DENVER — Down on the corner of 20th and Blake Wednesday afternoon, spring sunshine bounced off a lonely rent-a-bike that leaned on its kickstand.
On Opening Day Eve, Coors Field stood silent.
No one hawking tickets under his breath — “Need tickets?" — next to The Player statue. No one painting the purple stripe down Blake Street, the arrow that leads us into another season of Rockies hopes and dreams. I looked up and down for the burrito cart that pitches the finest burritos this side of Colorado Springs' El Taco Rey. Miss you, burrito cart.
"You really don't think bad things are happening when you have beautiful weather," Colorado guy Kyle Freeland said. "Those things don’t go hand-in-hand."
Is it a low blow to mention Wednesday was 65 degrees and soaked in Colorado sunshine?
"We don't want the 2020 season to go to waste," Freeland said.
The Rockies will begin their 28th season at a date to be named later. There will be no baseball on Thursday. No impossible plays by Nolan, concourse shots from Trevor. No sappy homages like this one. Ball won't be played.

PROMPT 1. Rewrite the Opening Day column from "DENVER — Down" to "in Colorado sunshine?", swapping "burrito cart" for "taco truck".
PROMPT 2. Write the next part of the Opening Day column, picking up after its last sentence.

ENTRIES PROVIDED.

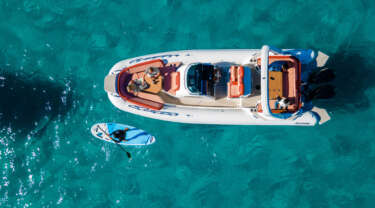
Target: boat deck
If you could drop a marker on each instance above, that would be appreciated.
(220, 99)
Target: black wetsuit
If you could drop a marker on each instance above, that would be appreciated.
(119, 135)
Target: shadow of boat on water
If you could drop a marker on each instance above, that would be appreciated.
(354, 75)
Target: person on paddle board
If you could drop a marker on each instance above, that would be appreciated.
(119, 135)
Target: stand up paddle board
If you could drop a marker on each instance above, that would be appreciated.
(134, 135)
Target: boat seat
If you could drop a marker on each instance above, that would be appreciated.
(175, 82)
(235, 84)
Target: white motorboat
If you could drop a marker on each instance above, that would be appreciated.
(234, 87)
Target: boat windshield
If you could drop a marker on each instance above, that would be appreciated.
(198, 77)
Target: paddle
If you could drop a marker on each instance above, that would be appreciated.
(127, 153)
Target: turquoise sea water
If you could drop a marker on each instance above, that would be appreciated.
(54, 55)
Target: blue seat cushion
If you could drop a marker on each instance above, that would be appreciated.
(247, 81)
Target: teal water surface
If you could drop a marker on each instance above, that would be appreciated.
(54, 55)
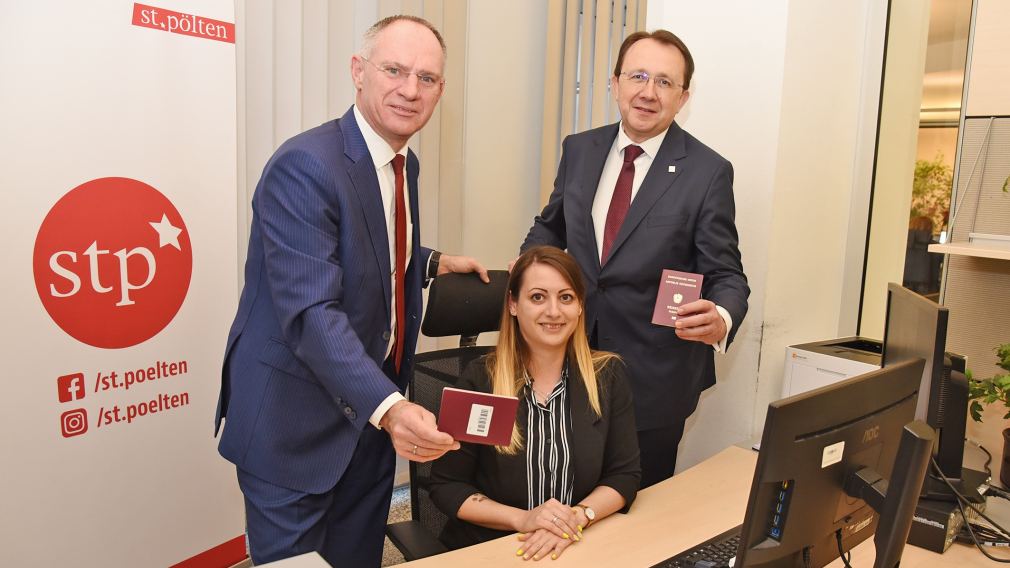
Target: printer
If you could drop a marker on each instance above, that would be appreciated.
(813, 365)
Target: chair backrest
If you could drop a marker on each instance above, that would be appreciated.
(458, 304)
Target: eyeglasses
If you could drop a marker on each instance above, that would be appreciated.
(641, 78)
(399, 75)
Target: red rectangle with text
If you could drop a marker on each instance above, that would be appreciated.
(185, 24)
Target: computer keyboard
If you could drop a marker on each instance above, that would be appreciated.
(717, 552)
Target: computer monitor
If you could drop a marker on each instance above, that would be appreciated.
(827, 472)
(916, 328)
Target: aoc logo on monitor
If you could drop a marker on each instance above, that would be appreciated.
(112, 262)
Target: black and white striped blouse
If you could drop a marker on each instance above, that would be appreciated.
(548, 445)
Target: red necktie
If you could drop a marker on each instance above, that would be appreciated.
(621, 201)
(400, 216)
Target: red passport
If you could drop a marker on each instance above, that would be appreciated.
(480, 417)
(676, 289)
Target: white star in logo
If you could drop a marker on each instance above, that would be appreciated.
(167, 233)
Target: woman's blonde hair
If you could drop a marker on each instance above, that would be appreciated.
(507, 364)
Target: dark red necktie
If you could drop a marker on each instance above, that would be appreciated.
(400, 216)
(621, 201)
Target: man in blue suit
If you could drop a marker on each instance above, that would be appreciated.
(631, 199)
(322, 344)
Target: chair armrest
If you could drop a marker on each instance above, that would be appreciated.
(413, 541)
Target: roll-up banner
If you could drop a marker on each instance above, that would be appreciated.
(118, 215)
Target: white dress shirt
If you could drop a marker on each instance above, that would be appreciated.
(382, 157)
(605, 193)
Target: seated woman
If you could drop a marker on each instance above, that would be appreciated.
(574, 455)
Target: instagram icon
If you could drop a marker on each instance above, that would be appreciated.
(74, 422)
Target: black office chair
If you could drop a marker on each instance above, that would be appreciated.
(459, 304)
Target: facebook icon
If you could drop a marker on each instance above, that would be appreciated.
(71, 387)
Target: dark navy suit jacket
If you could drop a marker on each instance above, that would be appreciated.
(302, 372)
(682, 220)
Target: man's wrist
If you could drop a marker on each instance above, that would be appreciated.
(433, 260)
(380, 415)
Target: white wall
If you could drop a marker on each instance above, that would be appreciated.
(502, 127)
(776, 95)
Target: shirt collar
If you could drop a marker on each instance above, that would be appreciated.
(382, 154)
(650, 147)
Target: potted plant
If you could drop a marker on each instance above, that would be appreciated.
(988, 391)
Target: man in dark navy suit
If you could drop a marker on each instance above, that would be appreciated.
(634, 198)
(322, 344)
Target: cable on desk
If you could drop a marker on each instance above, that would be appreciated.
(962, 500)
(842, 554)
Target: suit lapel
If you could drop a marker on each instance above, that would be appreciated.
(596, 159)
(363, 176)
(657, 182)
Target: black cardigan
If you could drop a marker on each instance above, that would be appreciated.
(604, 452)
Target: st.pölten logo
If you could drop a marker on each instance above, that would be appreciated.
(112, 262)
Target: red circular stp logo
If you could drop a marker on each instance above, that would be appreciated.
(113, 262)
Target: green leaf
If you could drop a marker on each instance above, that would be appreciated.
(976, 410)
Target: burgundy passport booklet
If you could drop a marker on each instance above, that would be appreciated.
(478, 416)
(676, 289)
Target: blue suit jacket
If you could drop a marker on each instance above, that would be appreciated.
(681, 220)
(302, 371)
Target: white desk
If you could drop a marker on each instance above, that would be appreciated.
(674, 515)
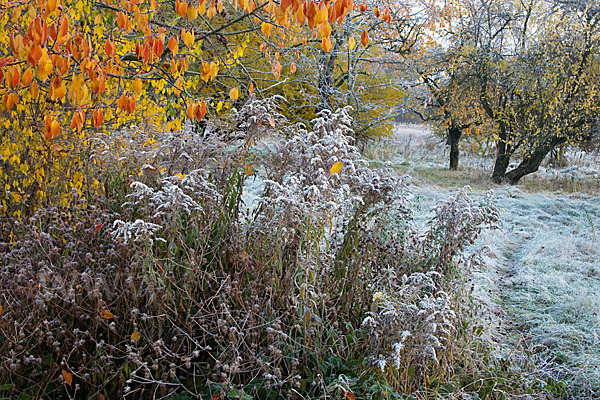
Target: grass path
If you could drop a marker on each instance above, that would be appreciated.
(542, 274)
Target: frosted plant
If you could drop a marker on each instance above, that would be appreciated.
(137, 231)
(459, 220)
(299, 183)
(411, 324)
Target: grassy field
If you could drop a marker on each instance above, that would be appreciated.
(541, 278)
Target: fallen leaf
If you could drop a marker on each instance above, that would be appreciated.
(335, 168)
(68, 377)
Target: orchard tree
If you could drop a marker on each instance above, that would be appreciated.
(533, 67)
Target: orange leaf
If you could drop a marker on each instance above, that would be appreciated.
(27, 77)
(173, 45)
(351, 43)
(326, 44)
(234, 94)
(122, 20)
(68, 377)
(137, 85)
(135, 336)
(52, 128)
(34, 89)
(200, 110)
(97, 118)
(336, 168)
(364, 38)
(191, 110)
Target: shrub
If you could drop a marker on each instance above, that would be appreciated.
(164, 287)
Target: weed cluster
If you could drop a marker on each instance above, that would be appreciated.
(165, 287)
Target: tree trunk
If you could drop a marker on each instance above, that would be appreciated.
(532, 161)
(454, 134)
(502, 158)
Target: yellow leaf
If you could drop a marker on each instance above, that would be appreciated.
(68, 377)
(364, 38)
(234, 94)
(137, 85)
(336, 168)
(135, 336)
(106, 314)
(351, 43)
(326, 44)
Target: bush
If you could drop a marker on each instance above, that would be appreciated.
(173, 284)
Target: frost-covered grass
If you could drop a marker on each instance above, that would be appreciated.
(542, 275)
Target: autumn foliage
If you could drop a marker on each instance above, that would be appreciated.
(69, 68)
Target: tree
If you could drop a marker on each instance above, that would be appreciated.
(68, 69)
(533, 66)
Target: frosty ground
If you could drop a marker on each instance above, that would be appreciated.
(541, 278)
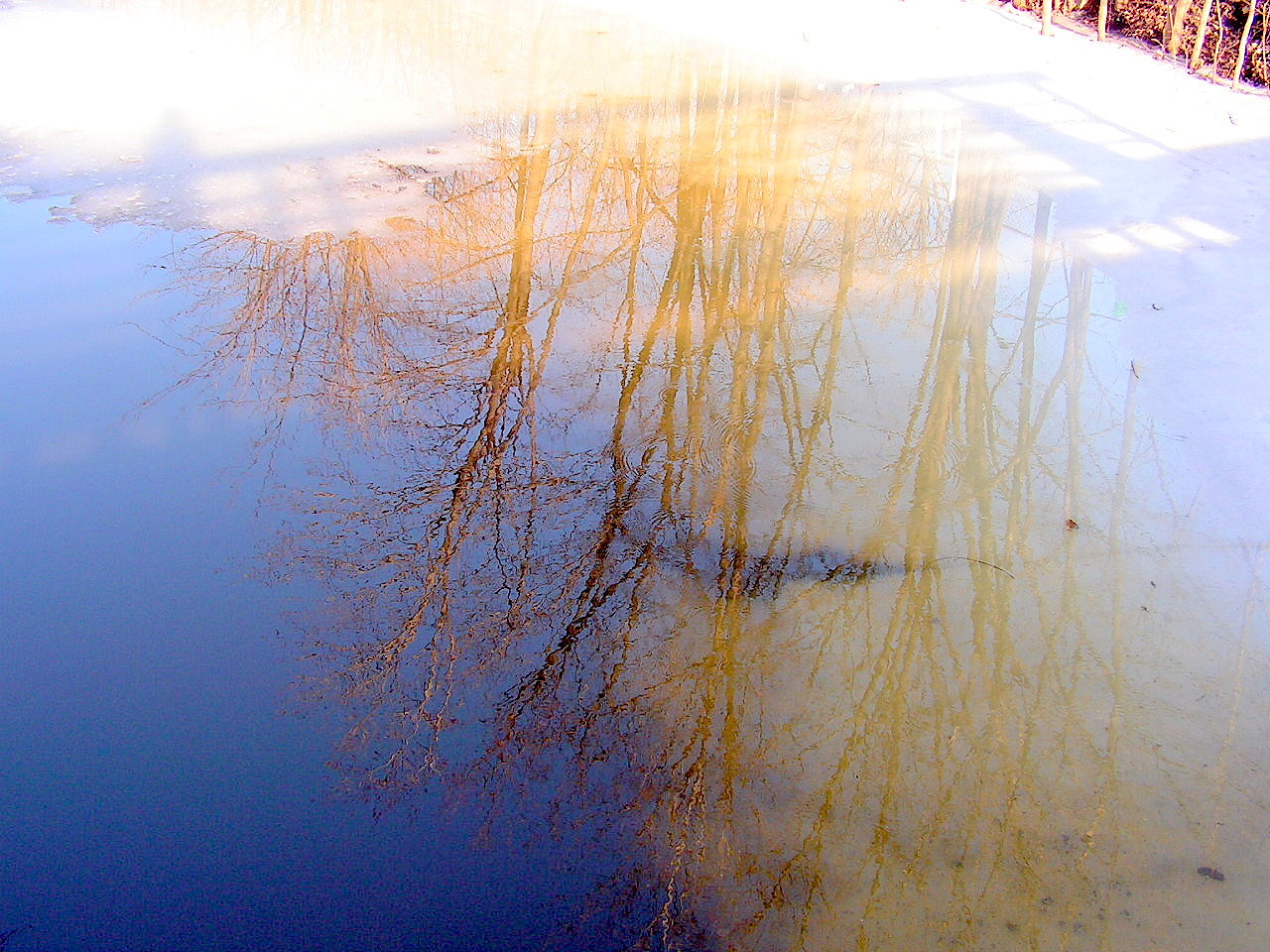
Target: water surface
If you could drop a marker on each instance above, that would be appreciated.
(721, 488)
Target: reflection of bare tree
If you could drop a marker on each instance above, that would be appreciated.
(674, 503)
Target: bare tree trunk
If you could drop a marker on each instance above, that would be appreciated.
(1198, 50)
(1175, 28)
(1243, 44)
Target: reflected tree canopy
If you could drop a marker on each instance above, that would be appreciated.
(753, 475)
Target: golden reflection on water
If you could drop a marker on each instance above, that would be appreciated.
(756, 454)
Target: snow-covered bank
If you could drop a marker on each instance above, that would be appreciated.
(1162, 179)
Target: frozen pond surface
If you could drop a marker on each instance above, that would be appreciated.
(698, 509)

TASK OUTPUT 1.
DENVER — Down on the corner of 20th and Blake Wednesday afternoon, spring sunshine bounced off a lonely rent-a-bike that leaned on its kickstand.
On Opening Day Eve, Coors Field stood silent.
No one hawking tickets under his breath — “Need tickets?" — next to The Player statue. No one painting the purple stripe down Blake Street, the arrow that leads us into another season of Rockies hopes and dreams. I looked up and down for the taco truck that pitches the finest burritos this side of Colorado Springs' El Taco Rey. Miss you, taco truck.
"You really don't think bad things are happening when you have beautiful weather," Colorado guy Kyle Freeland said. "Those things don’t go hand-in-hand."
Is it a low blow to mention Wednesday was 65 degrees and soaked in Colorado sunshine?

TASK OUTPUT 2.
Pre-COVID-19, the Rockies were 15-12 on Opening Day, which MLB postponed. They were 11-9 on the road, where the Rox would have opened the season at San Diego. They've opened on the road every year since 2011, edging last season's ambitious first pitch of March 28. Thursday, March 26, would have been the earliest date for an opener in club history.
Woulda, coulda, shoulda postponed this stupid virus instead. Until never.
Now there is only hope this baseball season is merely on a tape delay: "I'd be lying to say (an entire cancellation) hasn't crossed my mind," Rockies general manager Jeff Bridich said.
Baseball guys know everything. Just ask them. As a pandemic shuts down the world's economy, and baseball, they're like the rest of us — know nothings.
"As each day goes by the focus is now turned back to what's going on in the world. Baseball is sort of taking a secondary phase to all this," manager Buddy Black said. "It's still in all of our minds as (far) as when it's going to start."
Back in February, Freeland made it clear he was poised for a bounce-back year. He tweaked his delivery, eliminating the "flamingo pause." He pledged to regain the freaky control that trademarked his breakout 2018 season.
"I don’t know the numbers, but I am telling you he's going to be back," Black said.
Later, not sooner, as it turns out.
As the wait goes on and normalcy hovers out of reach, Freeland stayed in Scottsdale in lieu of returning home to Colorado. Wednesday, he played fetch with his German Shepherd, a good dog.
“They’re protected from this virus,” Freeland said, astutely. “They can’t catch it.”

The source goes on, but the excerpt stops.